*Source passage*
--

WHEREAS, Employee signed an At-Will Employment, Confidential Information, Invention Assignment, and Arbitration Agreement with the Company on November 17, 2014, attached hereto as Exhibit A (the “Confidentiality Agreement”);

WHEREAS, Employee is subject to an offer letter with the Company dated November 16, 2014, attached hereto as Exhibit B (the “Offer Letter”);

WHEREAS, Employee signed a Management Retention Agreement with the Company on April 8, 2015, attached hereto as Exhibit C (the “Management Retention Agreement”);

WHEREAS, your last day of work for the Company, and your employment termination date, is April 1, 2016 (the “Termination Date”);

WHEREAS, the Parties wish to resolve any and all disputes, claims, complaints, grievances, charges, actions, petitions, and demands that the Employee may have against the Company and any of the Releasees as defined below, including, but not limited to, any and all claims arising out of or in any way related to Employee’s employment with or separation from the Company.

NOW, THEREFORE, in consideration of the mutual promises made herein, the Company and Employee hereby agree as follows:

COVENANTS

1.
Payments. On April 1, 2016, the Company paid you all accrued salary, less applicable withholdings, through April 1 2016. In addition, if you sign this Agreement, and return it by the deadline specified below, and it becomes effective, as described below, and you comply fully with your obligations under this Agreement, then the Company shall pay you the severance benefits provided in paragraph 2.2 of the Management Retention Agreement, pursuant to all the terms and conditions of that agreement. You acknowledge and represent that other than the consideration set forth in the Management Retention Agreement, the Company and its agents have paid or provided all salary, wages, bonuses, accrued vacation/paid time off, notice periods, premiums, leaves, housing allowances, relocation costs, interest, severance, outplacement costs, fees, reimbursable expenses, commissions, and any and all other benefits and compensation due to you. You specifically acknowledge and agree that the





consideration provided to you hereunder fully satisfies any obligation that the Company had to pay you severance, retention payments, wages, or any other compensation for any of the services that you rendered to the Company, and that the amount paid is in excess of any severance, retention payments, wages, or any other compensation that is or may be due to you.

2.
Equity. Employee has received one or more restricted stock unit awards (“RSU(s)”) and one or more stock option awards (“Stock Option(s)”) (collectively, the “Equity Awards”) subject to the terms and conditions of the Company’s 2013 Equity Incentive Plan (the “Plan”) and of the related restricted stock unit and stock option award agreement(s) (each such agreement, together with the Plan, collectively, the “Equity Agreements”), pursuant to which Employee was eligible to purchase or receive shares of the Company’s common stock if the applicable vesting conditions were met. We agree that as of the Termination Date, you will have vested in each RSU award and each Stock Option to the extent shown on Exhibit D hereto and no more. Any other RSUs and Stock Options are unvested and all unvested RSUs and unvested Stock Options shall immediately terminate and be forfeited as of the Termination Date. We agree that you hold no other, and have rights to no other, Company equity awards. The exercise of your outstanding Stock Options and the shares purchased thereunder, and any shares received under your RSU awards shall continue to be governed by the terms and conditions of the applicable Equity Agreements and the applicable equity plan under which the grants were made.

--

*Supplied entries*

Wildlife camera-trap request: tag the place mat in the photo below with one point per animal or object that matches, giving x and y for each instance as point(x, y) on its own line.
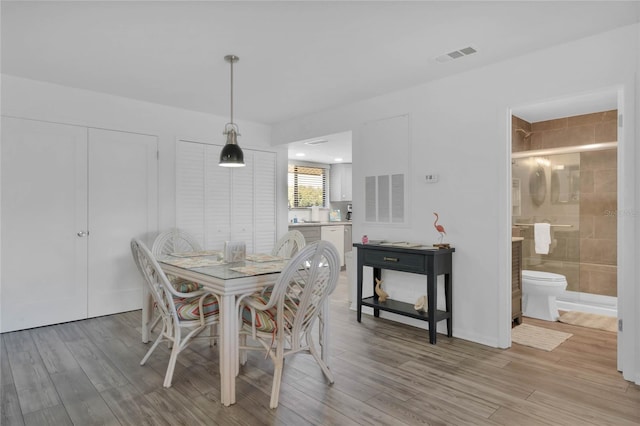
point(260, 268)
point(538, 337)
point(197, 253)
point(192, 262)
point(585, 319)
point(263, 258)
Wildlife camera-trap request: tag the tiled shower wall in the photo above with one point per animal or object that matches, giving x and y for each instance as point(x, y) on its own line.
point(587, 257)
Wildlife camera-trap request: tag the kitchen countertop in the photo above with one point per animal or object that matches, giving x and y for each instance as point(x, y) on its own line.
point(319, 223)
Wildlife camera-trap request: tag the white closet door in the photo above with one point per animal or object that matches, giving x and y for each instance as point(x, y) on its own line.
point(242, 203)
point(122, 205)
point(44, 201)
point(265, 205)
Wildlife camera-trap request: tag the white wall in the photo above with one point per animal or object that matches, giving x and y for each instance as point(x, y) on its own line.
point(49, 102)
point(460, 128)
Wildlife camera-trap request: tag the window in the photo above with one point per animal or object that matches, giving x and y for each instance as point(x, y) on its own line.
point(307, 186)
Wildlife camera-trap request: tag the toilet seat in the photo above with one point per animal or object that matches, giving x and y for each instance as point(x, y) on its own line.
point(543, 276)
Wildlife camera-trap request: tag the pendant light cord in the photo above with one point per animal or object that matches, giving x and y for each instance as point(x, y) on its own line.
point(231, 62)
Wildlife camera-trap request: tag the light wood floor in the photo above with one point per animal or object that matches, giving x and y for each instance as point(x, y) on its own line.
point(88, 373)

--

*Task to carry out*
Transcribe from the agreement excerpt the part that begins with the words containing "consideration provided to" and ends with "be due to you.".

*Result of the task*
consideration provided to you hereunder fully satisfies any obligation that the Company had to pay you severance, retention payments, wages, or any other compensation for any of the services that you rendered to the Company, and that the amount paid is in excess of any severance, retention payments, wages, or any other compensation that is or may be due to you.